### Instructions to follow
Return the records exactly, keeping every line as it is.

### Supplied records
★ ★ ★

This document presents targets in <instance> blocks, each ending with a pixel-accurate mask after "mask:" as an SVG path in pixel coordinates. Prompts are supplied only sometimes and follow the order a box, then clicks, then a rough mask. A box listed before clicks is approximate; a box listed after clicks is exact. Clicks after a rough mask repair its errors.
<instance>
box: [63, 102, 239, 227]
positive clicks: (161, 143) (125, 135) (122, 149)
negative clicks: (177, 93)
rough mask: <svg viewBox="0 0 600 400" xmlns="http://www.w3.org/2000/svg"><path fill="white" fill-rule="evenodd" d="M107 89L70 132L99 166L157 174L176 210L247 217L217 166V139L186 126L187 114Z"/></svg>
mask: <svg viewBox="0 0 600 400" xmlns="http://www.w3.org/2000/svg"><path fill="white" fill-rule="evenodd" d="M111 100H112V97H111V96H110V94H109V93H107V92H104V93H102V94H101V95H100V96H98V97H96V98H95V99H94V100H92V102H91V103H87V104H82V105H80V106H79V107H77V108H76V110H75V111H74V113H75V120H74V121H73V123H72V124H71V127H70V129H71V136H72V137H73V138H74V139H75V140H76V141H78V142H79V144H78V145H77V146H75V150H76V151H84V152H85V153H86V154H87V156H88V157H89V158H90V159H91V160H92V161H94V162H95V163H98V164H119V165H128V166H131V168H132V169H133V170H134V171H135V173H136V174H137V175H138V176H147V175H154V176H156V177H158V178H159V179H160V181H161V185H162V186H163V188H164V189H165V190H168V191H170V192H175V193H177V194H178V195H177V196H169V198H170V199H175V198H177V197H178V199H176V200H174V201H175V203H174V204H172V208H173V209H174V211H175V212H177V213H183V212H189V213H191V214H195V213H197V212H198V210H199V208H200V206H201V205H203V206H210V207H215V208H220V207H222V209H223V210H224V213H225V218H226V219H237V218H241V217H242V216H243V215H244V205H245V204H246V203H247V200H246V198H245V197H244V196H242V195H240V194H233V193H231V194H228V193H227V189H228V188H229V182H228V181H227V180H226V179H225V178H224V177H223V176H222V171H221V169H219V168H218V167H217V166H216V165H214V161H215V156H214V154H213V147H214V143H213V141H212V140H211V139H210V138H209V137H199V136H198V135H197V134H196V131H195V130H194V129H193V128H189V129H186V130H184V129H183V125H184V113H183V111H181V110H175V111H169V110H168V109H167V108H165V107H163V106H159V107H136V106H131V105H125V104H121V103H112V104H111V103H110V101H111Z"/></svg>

★ ★ ★

### Response to this exercise
This document presents targets in <instance> blocks, each ending with a pixel-accurate mask after "mask:" as an SVG path in pixel coordinates. Prompts are supplied only sometimes and follow the order a box, then clicks, then a rough mask. A box listed before clicks is approximate; a box listed after clicks is exact. Clicks after a rough mask repair its errors.
<instance>
box: [63, 102, 239, 227]
positive clicks: (161, 143) (125, 135) (122, 149)
negative clicks: (177, 93)
rough mask: <svg viewBox="0 0 600 400" xmlns="http://www.w3.org/2000/svg"><path fill="white" fill-rule="evenodd" d="M107 89L70 132L99 166L157 174L176 210L247 217L217 166V139L186 126L187 114Z"/></svg>
mask: <svg viewBox="0 0 600 400" xmlns="http://www.w3.org/2000/svg"><path fill="white" fill-rule="evenodd" d="M111 100H112V97H111V96H110V94H109V93H107V92H104V93H102V94H101V95H100V96H98V97H96V98H95V99H94V100H92V102H91V103H87V104H82V105H80V106H79V107H77V108H76V110H75V111H74V113H75V120H74V121H73V123H72V124H71V127H70V129H71V136H72V137H73V138H74V139H75V140H76V141H78V142H79V144H78V145H77V146H75V150H76V151H84V152H85V153H86V154H87V156H88V157H89V158H90V159H91V160H92V161H94V162H95V163H98V164H119V165H128V166H131V168H132V169H133V170H134V171H135V173H136V174H137V175H138V176H147V175H154V176H156V177H158V178H159V179H160V181H161V185H162V186H163V188H164V189H165V190H168V191H170V192H175V193H177V194H178V195H177V196H169V198H170V199H175V198H177V197H178V199H176V200H174V201H175V203H174V204H172V208H173V209H174V211H175V212H177V213H183V212H189V213H191V214H195V213H197V212H198V210H199V208H200V206H201V205H203V206H210V207H215V208H220V207H222V209H223V210H224V213H225V218H226V219H237V218H241V217H242V216H243V215H244V205H245V204H246V203H247V200H246V198H245V197H244V196H242V195H240V194H233V193H231V194H228V193H227V189H228V188H229V182H228V181H227V180H226V179H225V178H224V177H223V176H222V171H221V169H219V168H218V167H217V166H216V165H214V161H215V156H214V154H213V147H214V143H213V141H212V140H211V139H210V138H209V137H199V136H198V135H197V134H196V131H195V130H194V129H193V128H189V129H186V130H184V129H183V125H184V113H183V111H181V110H175V111H169V110H168V109H167V108H165V107H163V106H159V107H136V106H131V105H125V104H121V103H112V104H111V103H110V101H111Z"/></svg>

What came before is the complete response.